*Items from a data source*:
□ □ □ □ □

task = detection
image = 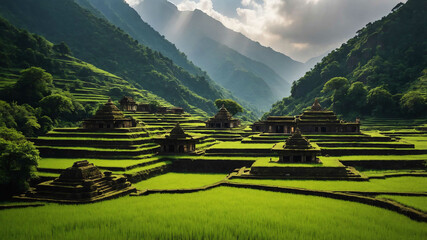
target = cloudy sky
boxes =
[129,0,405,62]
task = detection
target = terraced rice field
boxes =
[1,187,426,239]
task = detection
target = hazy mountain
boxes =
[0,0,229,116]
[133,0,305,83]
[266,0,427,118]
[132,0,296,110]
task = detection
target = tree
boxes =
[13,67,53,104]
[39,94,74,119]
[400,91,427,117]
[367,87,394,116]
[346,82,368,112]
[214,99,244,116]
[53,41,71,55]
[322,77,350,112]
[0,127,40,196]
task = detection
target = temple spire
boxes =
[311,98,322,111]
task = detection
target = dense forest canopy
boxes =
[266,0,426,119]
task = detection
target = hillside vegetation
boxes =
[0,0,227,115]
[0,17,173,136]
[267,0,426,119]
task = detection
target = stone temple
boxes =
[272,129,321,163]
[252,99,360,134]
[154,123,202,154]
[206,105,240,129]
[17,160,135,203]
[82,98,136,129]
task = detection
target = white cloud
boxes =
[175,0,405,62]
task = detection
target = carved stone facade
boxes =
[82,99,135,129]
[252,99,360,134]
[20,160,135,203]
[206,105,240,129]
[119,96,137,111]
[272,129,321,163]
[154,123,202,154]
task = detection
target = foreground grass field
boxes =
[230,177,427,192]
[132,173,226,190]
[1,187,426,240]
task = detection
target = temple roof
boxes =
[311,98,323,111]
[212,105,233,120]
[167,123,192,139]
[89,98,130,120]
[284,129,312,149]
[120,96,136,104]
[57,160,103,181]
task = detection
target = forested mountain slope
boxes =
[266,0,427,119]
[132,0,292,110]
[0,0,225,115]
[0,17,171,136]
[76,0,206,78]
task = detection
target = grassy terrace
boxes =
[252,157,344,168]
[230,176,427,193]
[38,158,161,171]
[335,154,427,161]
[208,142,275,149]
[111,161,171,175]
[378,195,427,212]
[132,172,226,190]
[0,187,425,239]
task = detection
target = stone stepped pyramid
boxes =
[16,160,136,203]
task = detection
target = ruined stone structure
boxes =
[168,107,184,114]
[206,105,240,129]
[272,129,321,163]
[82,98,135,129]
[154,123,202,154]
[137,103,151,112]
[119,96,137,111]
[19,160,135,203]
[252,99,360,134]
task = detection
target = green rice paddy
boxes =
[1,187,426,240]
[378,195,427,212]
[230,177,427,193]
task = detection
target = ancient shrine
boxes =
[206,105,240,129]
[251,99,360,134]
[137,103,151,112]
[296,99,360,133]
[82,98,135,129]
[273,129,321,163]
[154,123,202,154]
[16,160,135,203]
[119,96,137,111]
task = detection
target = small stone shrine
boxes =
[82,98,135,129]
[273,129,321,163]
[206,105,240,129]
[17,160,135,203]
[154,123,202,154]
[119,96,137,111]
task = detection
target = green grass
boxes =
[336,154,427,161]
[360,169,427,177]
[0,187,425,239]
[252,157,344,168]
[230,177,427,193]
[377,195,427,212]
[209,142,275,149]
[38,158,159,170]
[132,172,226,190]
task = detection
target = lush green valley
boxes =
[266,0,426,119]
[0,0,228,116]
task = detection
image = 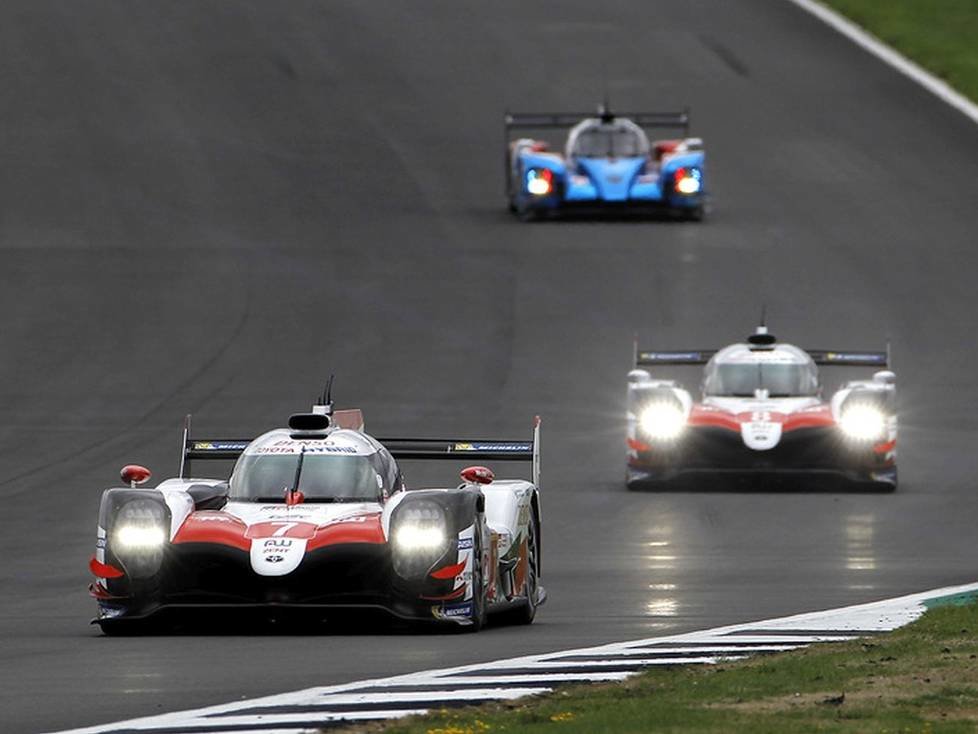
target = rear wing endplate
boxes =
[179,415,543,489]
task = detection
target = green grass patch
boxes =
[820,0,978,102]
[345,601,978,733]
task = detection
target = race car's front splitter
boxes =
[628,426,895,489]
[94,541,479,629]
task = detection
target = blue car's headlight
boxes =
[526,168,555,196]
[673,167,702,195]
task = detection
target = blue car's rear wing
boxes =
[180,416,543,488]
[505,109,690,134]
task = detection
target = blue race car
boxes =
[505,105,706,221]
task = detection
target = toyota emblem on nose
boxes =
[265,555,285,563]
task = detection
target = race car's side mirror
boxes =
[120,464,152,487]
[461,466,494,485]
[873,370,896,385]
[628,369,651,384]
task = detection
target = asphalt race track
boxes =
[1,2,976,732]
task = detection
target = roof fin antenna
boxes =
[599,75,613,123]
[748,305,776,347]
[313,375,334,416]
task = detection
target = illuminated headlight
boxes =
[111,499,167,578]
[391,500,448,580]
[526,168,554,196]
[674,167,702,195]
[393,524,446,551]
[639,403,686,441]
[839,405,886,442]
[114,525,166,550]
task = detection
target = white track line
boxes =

□ □ □ □ □

*Instructions to follow*: In the entries above, locate every line with the word "temple" and copy it.

*Exercise solution*:
target = temple spire
target = stone temple
target = temple roof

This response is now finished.